In the listing below, how many lines hold the string "foliage"? Reply with the number and nothing else.

■ Excerpted records
#####

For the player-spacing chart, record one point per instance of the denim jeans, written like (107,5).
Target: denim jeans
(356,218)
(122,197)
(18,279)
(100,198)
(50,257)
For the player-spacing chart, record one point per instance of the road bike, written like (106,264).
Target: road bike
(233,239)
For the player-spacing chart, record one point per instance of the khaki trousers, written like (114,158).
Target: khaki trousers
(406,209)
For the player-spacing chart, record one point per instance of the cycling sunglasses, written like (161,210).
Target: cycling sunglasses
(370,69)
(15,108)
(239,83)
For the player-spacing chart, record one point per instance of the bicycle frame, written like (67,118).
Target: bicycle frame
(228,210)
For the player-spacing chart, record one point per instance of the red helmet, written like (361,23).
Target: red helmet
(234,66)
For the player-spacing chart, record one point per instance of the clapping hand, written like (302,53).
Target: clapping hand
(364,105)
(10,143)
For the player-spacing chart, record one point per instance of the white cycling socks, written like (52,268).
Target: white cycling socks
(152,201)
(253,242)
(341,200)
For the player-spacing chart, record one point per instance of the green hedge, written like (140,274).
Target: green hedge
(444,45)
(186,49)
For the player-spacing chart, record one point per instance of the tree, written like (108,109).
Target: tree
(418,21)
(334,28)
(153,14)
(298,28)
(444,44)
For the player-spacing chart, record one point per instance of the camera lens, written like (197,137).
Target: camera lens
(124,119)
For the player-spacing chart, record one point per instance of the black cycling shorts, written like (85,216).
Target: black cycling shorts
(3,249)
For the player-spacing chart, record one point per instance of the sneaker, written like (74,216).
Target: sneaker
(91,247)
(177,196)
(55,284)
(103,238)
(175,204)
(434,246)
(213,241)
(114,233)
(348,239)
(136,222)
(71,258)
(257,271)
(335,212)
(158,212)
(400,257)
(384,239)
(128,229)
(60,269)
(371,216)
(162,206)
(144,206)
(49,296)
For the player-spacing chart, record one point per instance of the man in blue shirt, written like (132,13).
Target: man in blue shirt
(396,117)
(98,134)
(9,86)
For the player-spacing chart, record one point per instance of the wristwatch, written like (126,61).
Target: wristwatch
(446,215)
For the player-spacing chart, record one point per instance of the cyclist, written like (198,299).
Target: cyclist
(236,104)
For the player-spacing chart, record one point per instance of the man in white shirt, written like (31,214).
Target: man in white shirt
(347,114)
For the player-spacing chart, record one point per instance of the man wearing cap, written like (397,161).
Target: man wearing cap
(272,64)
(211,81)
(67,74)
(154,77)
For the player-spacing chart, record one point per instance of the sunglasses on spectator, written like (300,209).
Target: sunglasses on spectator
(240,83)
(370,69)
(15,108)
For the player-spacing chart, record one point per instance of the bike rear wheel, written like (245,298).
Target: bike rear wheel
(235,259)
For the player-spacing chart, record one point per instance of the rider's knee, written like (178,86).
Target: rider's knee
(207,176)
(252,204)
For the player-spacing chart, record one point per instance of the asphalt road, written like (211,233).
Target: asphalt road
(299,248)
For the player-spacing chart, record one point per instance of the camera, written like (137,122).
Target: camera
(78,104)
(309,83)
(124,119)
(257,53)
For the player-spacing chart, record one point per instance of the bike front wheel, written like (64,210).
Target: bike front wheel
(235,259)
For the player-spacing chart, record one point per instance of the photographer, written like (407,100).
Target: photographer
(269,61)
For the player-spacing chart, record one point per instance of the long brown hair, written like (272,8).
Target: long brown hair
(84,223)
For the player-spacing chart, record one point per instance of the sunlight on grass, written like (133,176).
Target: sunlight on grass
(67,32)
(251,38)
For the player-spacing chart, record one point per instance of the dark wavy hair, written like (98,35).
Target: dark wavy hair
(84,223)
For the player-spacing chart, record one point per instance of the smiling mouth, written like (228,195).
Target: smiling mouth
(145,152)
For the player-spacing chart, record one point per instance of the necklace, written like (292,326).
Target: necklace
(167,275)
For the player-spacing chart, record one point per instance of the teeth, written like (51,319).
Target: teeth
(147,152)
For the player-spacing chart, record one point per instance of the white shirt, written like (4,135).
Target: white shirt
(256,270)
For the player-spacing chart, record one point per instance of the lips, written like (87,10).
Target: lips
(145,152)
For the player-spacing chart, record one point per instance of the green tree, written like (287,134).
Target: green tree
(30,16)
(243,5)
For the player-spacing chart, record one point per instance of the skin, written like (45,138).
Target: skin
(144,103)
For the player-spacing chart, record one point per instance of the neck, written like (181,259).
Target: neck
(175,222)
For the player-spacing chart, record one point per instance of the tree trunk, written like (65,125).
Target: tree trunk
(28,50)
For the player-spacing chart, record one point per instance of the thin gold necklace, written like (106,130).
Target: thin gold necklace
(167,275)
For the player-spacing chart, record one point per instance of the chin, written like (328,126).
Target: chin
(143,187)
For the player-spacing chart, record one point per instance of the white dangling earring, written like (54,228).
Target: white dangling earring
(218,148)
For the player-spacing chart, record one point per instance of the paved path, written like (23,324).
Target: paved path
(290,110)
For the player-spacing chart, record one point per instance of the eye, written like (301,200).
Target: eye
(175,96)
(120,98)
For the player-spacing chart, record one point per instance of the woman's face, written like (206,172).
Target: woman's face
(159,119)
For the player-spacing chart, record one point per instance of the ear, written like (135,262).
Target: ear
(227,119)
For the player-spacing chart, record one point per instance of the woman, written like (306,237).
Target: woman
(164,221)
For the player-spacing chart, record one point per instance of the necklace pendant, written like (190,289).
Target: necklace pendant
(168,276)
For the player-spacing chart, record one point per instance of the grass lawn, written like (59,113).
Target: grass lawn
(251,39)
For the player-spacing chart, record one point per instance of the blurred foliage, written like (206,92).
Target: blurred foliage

#####

■ Answer area
2